### À faire
(a) Renvoie tout ce qui va de « Artiste néerlandais, Bas » jusqu'à « sensibilité. Leur poésie. » dans le texte sur Bas Jan Ader.
(b) Dans le texte sur Bas Jan Ader, résume en deux phrases le paragraphe qui commence par « Il disparaît en mer ».
(c) D'après le texte sur Bas Jan Ader, quel choix de pronom fait Thomas Giraud envers l'artiste ?

======== Texte fourni

Artiste néerlandais, Bas Jan Ader porte le même prénom que son père. Qu'il n'a jamais connu. Ou alors à travers les souvenirs des autres. Les récits des autres. Héros de guerre. Sacrifié. Mort pour la liberté.

Il entre aux Beaux-Arts, Bas.
Il y entre et s'appliquera à en sortir, à coups de gomme. de larmes. de chutes.

Il disparaît en mer. Ne meurt pas. Disparaît. Lui qui avait décidé de traverser l'Atlantique sur une coque de noix. Acte d'héroïsme à sa façon. Comme pour rattraper le père. Ne pas le dépasser, le rattraper, être son fils.

Thomas Giraud le tutoie.
On entre dans l'intimité et de l'auteur, et de l'artiste, par ce choix de pronom. Mis à nus tous les deux, dans leur sensibilité. Leur poésie.

================
======== Données fournies

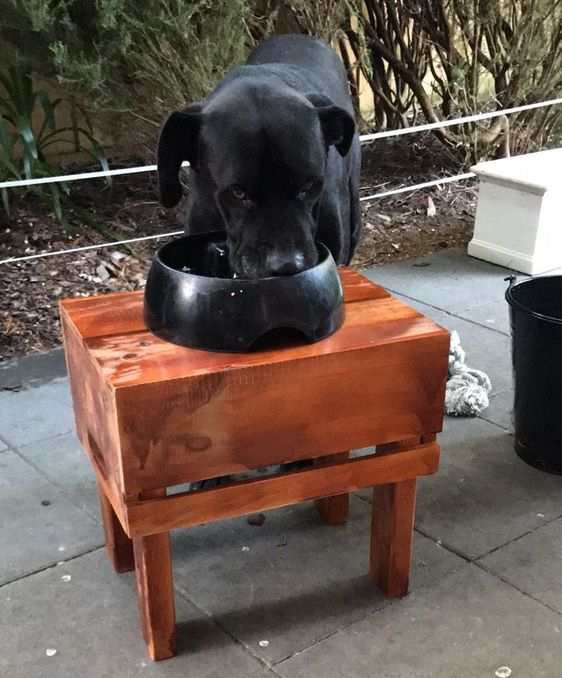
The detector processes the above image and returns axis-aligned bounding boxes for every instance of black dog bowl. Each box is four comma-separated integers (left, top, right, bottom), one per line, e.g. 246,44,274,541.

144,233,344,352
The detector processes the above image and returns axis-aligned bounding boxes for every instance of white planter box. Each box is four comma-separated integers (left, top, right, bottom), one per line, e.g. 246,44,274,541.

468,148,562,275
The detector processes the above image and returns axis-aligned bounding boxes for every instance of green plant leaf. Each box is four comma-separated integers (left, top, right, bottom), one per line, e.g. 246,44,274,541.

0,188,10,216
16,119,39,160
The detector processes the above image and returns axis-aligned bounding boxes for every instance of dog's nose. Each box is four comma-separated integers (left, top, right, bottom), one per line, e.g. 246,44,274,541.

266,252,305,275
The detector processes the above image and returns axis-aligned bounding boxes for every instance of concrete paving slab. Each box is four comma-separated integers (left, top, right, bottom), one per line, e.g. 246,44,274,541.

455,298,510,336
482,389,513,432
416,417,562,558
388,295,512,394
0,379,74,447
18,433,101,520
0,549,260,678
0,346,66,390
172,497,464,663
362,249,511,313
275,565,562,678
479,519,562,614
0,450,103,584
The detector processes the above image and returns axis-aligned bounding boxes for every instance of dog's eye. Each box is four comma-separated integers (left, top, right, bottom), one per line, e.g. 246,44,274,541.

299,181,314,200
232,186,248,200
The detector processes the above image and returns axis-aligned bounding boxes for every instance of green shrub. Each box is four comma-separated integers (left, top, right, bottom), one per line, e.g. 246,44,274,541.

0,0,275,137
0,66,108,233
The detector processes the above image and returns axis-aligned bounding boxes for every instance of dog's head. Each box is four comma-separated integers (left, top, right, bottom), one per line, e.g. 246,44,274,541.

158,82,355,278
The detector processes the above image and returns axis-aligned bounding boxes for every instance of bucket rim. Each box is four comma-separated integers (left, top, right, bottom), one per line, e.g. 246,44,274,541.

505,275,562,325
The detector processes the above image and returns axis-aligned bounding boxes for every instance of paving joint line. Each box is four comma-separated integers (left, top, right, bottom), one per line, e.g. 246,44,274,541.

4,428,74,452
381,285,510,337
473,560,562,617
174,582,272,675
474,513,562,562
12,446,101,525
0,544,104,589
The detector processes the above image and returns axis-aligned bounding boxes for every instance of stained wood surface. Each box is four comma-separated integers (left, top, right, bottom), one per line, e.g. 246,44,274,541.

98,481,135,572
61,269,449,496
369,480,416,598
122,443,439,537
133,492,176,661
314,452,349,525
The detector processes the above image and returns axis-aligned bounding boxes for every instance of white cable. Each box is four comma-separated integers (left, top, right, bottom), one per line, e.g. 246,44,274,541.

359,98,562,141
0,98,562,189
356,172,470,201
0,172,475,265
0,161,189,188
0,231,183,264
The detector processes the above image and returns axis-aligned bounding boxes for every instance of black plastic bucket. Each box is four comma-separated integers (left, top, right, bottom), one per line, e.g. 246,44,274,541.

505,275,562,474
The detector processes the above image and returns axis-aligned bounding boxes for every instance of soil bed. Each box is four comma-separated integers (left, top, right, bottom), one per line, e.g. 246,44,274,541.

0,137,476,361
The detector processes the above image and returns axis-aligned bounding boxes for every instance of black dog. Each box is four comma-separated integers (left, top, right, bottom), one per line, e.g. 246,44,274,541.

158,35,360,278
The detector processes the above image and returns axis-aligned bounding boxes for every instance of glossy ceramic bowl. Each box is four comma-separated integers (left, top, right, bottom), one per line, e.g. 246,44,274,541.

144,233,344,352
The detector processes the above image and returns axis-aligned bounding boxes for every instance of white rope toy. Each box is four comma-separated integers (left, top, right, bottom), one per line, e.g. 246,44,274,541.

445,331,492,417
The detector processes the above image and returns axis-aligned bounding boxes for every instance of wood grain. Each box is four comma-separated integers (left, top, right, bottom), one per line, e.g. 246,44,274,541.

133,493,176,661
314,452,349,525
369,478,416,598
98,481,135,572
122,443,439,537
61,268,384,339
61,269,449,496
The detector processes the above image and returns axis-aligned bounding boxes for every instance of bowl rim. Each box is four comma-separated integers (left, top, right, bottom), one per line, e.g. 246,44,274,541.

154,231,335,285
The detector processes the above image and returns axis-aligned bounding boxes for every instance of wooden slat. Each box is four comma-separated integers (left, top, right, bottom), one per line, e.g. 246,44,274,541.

================
======== Données fournies

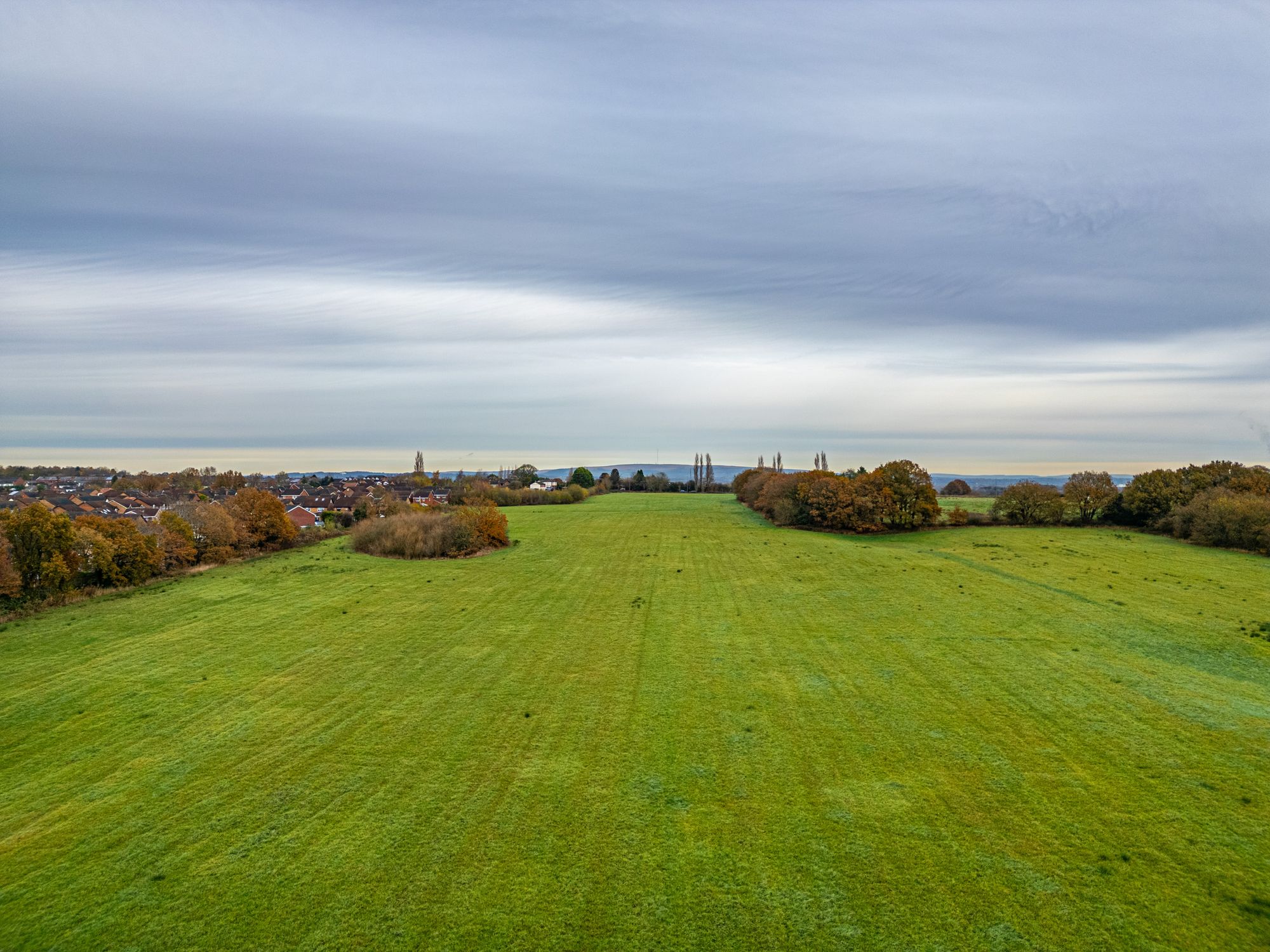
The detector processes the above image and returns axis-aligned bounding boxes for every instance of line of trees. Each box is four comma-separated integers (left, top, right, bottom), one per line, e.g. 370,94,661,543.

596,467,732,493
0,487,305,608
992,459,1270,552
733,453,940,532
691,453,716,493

================

### Réponses
(a)
Artiste néerlandais, Bas Jan Ader porte le même prénom que son père. Qu'il n'a jamais connu. Ou alors à travers les souvenirs des autres. Les récits des autres. Héros de guerre. Sacrifié. Mort pour la liberté.

Il entre aux Beaux-Arts, Bas.
Il y entre et s'appliquera à en sortir, à coups de gomme. de larmes. de chutes.

Il disparaît en mer. Ne meurt pas. Disparaît. Lui qui avait décidé de traverser l'Atlantique sur une coque de noix. Acte d'héroïsme à sa façon. Comme pour rattraper le père. Ne pas le dépasser, le rattraper, être son fils.

Thomas Giraud le tutoie.
On entre dans l'intimité et de l'auteur, et de l'artiste, par ce choix de pronom. Mis à nus tous les deux, dans leur sensibilité. Leur poésie.

(b) Bas Jan Ader ne meurt pas mais disparaît en mer, alors qu'il avait décidé de traverser l'Atlantique sur une coque de noix. C'était à sa façon un acte d'héroïsme, comme pour rattraper son père sans le dépasser, et être son fils.

(c) Thomas Giraud le tutoie.